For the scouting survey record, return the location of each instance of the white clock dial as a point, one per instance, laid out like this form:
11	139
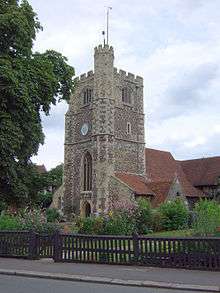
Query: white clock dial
84	128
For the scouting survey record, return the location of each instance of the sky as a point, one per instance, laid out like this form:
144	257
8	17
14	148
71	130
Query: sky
173	44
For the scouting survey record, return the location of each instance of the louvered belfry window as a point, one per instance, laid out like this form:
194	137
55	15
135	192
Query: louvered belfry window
126	95
87	96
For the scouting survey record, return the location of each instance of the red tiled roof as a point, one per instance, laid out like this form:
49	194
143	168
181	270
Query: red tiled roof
135	182
202	172
162	170
162	167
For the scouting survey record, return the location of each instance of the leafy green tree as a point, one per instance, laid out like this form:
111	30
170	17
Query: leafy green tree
55	177
174	215
29	83
207	218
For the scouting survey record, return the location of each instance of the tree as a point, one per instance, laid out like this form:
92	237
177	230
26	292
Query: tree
55	177
29	83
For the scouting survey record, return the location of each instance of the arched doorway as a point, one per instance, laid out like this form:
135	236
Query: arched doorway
87	210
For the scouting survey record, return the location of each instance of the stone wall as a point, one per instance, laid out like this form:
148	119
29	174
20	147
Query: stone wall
111	147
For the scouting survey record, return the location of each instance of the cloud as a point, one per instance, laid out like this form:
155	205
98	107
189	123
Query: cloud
173	44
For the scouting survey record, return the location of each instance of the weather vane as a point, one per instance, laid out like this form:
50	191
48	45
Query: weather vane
108	8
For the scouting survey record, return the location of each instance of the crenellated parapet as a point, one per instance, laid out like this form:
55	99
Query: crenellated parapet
104	49
128	76
84	76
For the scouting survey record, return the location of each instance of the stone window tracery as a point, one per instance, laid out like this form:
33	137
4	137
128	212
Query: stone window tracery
126	95
87	96
128	128
87	172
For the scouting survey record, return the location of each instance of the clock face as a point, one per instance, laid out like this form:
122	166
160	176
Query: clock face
84	128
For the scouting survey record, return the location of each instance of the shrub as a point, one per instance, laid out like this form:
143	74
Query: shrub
207	217
120	224
44	199
174	215
90	225
8	222
52	215
3	206
35	220
143	217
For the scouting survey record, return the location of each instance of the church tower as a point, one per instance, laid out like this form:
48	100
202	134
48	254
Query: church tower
104	134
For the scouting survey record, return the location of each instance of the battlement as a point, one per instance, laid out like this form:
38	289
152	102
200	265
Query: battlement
129	76
104	49
84	76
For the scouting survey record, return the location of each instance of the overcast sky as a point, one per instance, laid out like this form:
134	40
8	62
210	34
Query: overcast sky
173	44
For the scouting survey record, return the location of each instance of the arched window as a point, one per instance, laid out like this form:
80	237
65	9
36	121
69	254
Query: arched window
87	96
87	172
87	210
126	95
128	128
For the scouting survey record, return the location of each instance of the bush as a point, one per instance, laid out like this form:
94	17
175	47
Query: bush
3	206
8	222
120	224
44	199
52	215
207	217
35	220
143	217
90	225
174	215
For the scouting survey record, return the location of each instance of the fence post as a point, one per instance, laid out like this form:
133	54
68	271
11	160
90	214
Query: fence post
136	247
32	245
56	246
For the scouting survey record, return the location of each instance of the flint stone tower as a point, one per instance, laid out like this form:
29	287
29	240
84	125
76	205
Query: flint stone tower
104	134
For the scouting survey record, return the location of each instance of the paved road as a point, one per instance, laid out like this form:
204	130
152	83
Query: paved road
113	271
13	284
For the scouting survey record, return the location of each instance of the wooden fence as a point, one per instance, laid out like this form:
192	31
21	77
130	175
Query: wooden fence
189	253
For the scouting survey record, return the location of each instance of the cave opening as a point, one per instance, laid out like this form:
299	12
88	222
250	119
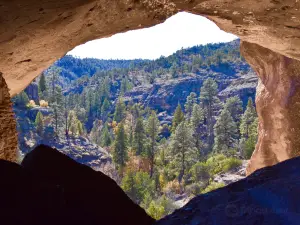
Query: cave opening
126	105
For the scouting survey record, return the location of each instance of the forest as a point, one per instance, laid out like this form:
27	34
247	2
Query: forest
154	161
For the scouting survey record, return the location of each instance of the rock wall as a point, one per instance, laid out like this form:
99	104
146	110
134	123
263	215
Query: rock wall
278	106
35	33
8	132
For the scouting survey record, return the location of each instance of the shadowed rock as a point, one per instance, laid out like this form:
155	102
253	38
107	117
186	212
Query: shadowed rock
269	196
50	188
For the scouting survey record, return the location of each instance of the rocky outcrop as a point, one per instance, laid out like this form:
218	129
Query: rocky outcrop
35	34
268	196
33	92
50	188
8	132
277	102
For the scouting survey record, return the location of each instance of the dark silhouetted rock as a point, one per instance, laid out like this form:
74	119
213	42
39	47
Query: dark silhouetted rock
50	188
269	196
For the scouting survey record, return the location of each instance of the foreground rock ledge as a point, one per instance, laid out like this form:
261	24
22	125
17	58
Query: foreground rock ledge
50	188
277	104
268	196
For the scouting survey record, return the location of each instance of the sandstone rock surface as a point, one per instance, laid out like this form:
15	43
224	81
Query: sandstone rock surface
277	103
268	196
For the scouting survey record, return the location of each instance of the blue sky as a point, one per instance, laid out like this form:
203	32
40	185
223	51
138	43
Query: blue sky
181	30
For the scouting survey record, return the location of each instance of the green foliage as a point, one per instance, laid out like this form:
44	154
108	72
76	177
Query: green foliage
225	132
156	211
138	186
120	110
139	137
152	130
106	139
21	100
177	118
191	100
248	118
120	154
221	164
183	148
235	107
39	123
209	100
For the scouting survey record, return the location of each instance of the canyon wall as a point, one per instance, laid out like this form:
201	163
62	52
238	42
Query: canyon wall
35	33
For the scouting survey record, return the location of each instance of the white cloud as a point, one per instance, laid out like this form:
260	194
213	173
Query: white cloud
181	30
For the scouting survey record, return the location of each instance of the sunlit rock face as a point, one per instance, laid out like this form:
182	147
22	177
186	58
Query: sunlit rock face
8	132
278	106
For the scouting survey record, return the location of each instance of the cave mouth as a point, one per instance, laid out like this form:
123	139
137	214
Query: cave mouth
133	116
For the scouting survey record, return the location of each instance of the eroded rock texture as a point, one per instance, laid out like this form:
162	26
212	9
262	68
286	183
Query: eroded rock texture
49	188
8	132
35	33
268	196
278	106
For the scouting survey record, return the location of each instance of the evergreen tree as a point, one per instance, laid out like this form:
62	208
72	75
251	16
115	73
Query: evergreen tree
58	105
225	132
120	154
183	148
247	119
197	122
248	145
21	100
39	123
190	101
105	136
139	136
105	109
209	99
177	118
235	106
42	86
152	132
119	111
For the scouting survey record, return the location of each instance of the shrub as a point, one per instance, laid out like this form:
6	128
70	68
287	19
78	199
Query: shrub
44	104
156	211
212	186
173	187
231	163
31	104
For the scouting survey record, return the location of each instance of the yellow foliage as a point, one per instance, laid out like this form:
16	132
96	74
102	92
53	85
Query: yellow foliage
31	103
43	103
172	186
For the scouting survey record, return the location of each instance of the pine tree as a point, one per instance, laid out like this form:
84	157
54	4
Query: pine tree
197	122
177	118
42	83
209	100
183	148
105	136
139	136
247	119
235	106
119	111
39	123
152	132
120	154
105	109
225	132
57	105
190	101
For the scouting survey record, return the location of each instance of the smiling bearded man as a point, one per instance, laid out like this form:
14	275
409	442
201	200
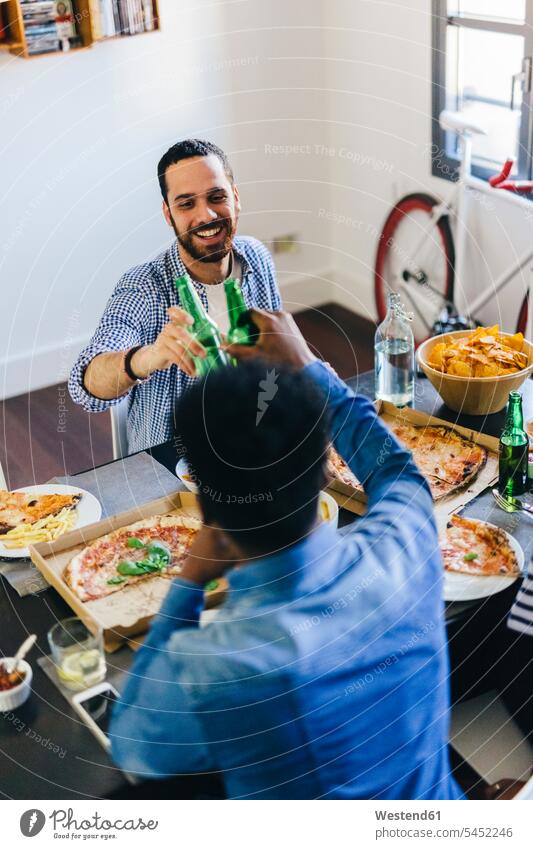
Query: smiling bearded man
142	348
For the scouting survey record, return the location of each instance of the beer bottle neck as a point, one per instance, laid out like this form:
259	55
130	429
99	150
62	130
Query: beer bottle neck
234	300
515	416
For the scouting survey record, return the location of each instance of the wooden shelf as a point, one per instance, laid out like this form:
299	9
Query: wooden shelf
16	43
8	44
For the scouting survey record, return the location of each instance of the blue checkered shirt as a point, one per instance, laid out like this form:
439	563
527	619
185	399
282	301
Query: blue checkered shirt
135	315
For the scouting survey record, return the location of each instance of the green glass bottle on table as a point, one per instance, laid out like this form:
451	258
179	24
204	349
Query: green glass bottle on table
204	329
242	330
514	444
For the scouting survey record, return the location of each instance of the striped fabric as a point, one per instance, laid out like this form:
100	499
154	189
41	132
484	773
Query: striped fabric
521	616
135	315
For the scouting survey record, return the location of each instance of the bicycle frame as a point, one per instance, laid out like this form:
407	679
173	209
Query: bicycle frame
456	209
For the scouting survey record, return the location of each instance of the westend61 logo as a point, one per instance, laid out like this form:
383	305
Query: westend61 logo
65	825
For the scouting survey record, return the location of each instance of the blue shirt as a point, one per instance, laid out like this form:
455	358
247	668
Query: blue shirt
325	672
136	314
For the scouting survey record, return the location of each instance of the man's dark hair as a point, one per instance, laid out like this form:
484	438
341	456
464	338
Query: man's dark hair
186	150
256	438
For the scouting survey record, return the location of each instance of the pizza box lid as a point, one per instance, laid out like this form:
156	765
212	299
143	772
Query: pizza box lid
128	612
355	499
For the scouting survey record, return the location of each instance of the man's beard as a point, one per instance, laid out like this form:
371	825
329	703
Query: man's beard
208	253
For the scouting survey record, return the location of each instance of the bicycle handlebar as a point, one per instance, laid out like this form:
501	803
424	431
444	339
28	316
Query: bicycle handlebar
500	181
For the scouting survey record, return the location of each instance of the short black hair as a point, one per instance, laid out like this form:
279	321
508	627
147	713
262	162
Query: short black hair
256	439
186	150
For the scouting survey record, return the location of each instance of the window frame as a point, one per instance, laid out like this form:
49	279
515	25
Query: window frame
444	162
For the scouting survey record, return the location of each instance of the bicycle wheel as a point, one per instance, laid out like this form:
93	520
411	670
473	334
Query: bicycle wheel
522	316
420	269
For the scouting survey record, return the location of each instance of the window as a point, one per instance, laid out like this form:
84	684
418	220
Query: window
482	67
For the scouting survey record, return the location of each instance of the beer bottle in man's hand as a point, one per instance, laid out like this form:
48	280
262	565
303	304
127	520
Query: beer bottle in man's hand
204	329
242	330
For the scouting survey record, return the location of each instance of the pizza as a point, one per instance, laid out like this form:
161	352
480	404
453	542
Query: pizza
448	461
154	546
25	508
477	548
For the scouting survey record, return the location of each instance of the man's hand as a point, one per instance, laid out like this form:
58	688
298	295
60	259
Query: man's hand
174	346
211	554
279	341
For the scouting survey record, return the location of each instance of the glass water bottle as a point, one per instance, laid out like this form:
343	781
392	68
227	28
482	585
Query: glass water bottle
394	355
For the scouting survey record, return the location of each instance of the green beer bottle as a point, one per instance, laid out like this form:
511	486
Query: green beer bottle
242	330
204	329
514	444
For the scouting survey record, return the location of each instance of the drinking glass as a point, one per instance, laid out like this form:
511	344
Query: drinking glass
78	654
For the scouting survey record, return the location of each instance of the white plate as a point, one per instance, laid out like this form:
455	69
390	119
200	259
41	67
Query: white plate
88	510
462	587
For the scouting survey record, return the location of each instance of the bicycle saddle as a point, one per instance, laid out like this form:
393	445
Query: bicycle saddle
457	122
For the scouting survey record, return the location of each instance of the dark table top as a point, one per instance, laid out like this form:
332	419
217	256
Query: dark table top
45	751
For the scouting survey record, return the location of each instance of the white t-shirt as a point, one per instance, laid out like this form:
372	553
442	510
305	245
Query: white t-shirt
216	298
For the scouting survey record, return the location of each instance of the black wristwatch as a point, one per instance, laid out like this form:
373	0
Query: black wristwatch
127	366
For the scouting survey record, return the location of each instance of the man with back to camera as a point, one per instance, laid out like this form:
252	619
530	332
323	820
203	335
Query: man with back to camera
142	347
324	674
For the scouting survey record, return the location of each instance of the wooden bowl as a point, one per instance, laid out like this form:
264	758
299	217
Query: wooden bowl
474	396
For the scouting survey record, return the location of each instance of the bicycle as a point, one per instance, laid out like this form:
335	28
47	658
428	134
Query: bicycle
418	256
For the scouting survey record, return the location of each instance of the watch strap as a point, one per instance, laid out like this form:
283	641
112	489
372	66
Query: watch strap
127	365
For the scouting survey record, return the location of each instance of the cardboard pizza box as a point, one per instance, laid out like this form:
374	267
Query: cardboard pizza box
355	499
127	612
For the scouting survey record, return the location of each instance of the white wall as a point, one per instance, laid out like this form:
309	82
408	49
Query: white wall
81	137
324	107
377	60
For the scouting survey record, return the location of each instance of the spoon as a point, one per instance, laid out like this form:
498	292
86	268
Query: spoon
23	650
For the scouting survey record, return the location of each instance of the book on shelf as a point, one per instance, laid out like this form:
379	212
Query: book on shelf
39	26
96	20
125	17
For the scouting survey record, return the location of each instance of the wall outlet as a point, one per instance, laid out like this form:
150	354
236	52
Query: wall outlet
286	244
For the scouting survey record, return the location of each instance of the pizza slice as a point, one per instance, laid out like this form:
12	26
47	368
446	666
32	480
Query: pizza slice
447	460
477	548
25	508
156	546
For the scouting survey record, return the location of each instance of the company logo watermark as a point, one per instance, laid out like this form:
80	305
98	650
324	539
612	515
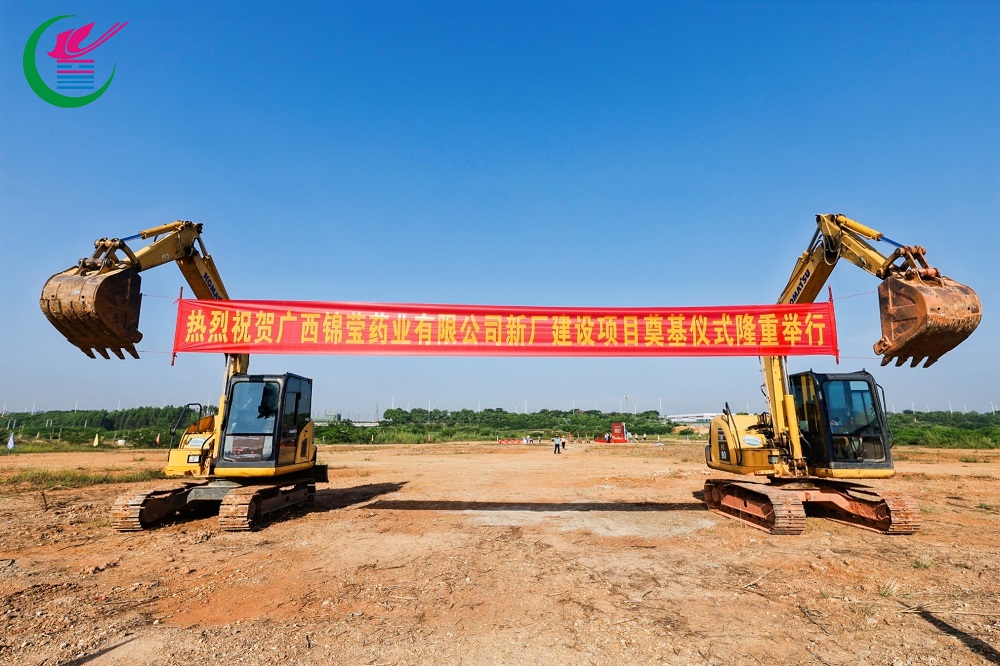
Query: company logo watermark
73	64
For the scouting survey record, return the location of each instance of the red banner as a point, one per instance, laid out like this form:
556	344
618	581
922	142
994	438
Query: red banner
303	327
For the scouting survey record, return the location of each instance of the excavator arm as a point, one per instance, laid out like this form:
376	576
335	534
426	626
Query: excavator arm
96	303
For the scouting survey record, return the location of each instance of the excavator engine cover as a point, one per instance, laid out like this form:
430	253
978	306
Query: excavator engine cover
96	312
924	318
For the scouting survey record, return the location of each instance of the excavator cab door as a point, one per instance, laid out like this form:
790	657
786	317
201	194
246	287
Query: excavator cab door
842	424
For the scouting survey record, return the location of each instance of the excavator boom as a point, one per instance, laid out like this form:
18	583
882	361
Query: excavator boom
96	303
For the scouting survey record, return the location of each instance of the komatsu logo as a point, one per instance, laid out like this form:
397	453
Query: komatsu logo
211	287
798	289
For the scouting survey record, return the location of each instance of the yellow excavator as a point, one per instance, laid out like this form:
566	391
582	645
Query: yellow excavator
254	457
824	430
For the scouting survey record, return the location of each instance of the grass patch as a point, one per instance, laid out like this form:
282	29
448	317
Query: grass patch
37	479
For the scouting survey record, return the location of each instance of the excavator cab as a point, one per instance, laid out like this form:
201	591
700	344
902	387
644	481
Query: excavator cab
842	425
267	424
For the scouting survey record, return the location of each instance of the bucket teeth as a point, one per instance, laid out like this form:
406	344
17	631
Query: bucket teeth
922	319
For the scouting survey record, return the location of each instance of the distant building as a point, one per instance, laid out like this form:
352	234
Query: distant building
696	419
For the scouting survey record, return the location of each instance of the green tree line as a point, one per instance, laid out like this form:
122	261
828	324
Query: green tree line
952	430
140	426
137	426
437	425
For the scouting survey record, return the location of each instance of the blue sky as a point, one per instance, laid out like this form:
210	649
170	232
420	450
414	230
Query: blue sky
536	153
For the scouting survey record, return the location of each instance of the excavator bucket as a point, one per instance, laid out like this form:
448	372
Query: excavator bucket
924	318
96	312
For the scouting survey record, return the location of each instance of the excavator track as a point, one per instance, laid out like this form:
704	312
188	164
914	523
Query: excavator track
134	512
245	507
867	508
781	508
762	506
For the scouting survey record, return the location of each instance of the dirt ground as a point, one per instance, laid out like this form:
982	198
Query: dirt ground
501	554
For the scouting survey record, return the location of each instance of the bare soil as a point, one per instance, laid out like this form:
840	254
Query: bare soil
501	554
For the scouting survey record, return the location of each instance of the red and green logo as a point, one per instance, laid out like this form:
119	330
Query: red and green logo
74	65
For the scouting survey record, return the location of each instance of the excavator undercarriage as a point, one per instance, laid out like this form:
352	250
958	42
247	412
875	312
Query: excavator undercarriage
241	507
781	507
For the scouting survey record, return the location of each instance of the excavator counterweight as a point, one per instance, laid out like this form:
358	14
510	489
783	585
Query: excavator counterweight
923	318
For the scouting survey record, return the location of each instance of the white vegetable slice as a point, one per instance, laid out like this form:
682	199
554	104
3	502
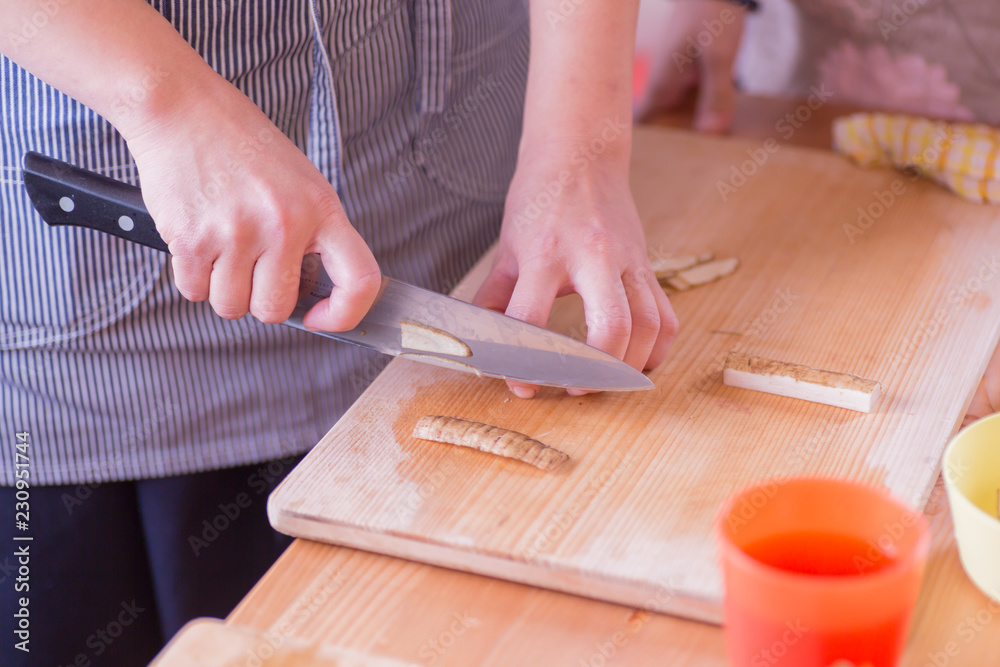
::::::::::
_Request_
Return every line of the rows that contains the string "cave".

_Written solution_
For the scouting survey record, return the location of each instance of the cave opening as a point, one per instance, laid out like this form:
Query: cave opening
For the scouting survey record, return the location of each instance of the cave mouth as a point, one per instance, laid out like this form:
Query: cave mouth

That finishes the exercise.